(Stored data entries)
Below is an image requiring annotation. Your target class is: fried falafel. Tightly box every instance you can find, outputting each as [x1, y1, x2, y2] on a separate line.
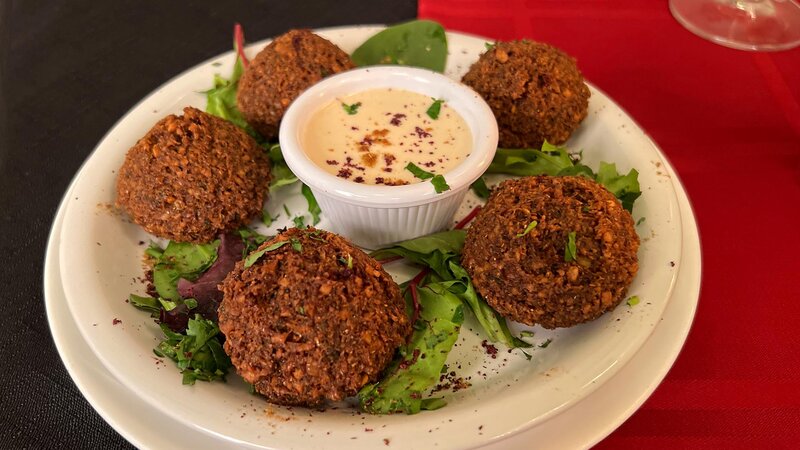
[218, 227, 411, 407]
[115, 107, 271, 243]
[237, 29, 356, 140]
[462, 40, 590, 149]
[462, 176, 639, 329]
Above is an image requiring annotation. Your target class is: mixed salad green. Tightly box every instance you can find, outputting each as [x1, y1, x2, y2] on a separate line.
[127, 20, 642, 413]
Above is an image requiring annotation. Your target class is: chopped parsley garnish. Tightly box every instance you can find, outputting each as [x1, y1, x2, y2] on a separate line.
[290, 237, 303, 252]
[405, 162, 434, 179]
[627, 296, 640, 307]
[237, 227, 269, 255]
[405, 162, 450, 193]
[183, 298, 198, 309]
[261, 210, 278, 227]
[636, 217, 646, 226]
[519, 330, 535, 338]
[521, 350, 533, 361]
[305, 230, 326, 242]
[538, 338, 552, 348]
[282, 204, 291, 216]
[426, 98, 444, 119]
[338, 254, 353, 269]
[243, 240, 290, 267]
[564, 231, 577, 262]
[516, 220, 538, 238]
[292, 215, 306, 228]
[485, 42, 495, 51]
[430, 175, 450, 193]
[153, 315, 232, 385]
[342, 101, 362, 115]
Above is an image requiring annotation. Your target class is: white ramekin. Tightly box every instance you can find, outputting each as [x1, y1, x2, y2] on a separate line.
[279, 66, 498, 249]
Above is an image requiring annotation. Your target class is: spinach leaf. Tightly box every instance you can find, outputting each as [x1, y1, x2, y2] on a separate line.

--

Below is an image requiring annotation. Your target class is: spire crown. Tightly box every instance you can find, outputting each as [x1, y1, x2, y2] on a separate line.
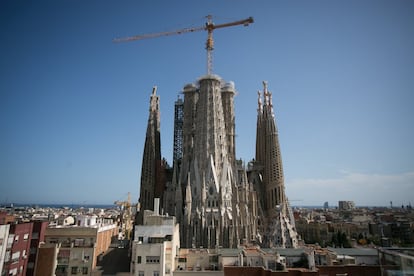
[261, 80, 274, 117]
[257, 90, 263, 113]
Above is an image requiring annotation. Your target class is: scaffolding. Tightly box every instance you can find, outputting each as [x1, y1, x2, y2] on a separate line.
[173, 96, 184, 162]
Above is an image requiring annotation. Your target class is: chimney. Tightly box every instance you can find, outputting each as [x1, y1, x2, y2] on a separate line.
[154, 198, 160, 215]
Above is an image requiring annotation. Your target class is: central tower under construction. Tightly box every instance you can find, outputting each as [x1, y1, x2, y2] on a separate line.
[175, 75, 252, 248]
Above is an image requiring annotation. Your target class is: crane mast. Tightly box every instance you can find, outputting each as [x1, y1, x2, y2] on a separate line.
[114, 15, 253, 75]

==

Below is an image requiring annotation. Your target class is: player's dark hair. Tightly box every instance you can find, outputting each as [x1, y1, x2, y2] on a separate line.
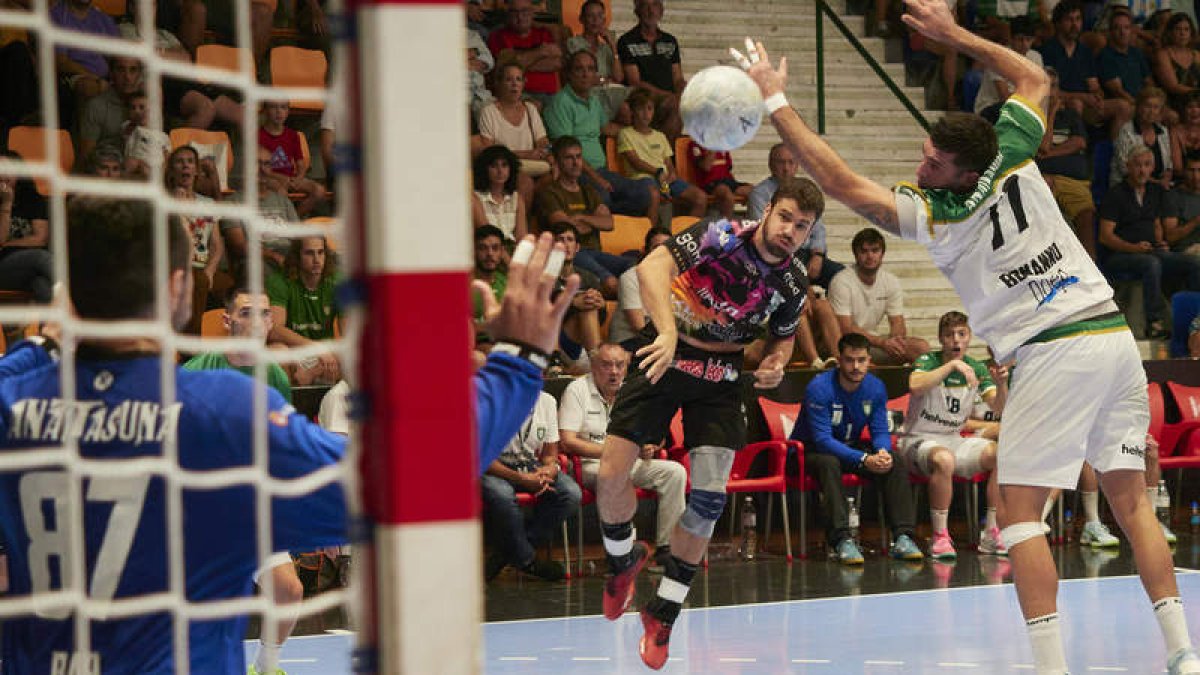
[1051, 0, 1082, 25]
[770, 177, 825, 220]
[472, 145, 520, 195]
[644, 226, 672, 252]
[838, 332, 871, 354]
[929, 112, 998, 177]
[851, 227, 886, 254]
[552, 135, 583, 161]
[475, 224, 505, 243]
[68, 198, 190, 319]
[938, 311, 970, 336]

### Work item
From the records above, transcribe exactly the run of lines that opens with the line holding "class is: chopped" and closes with the line holding "class is: spinach", both included.

### Task output
Above is an image requiring annotation. Your target class is: chopped parsley garnish. Tightly box every instance you can find, outputting each as [x1, y1, x2, y2] on a separate line.
[290, 237, 303, 252]
[405, 162, 434, 179]
[627, 296, 640, 307]
[237, 227, 269, 255]
[405, 162, 450, 193]
[183, 298, 198, 309]
[261, 210, 278, 227]
[636, 217, 646, 226]
[519, 330, 535, 338]
[521, 350, 533, 361]
[305, 230, 326, 242]
[538, 338, 552, 348]
[282, 204, 291, 216]
[426, 98, 444, 119]
[338, 254, 353, 269]
[243, 240, 290, 267]
[564, 231, 577, 262]
[516, 220, 538, 238]
[292, 215, 306, 228]
[485, 42, 495, 51]
[430, 175, 450, 193]
[153, 315, 232, 385]
[342, 101, 362, 115]
Above is an image requiring annotation. Your target class is: white ramekin. Tightly box every instance you can find, outputting each as [x1, y1, x2, y2] on a separate line.
[279, 66, 498, 249]
Above is an image requiring annotation. Your target class is: spinach leaf. Tightly box every instance you can find, outputting each as [x1, y1, x2, y2] on a separate line.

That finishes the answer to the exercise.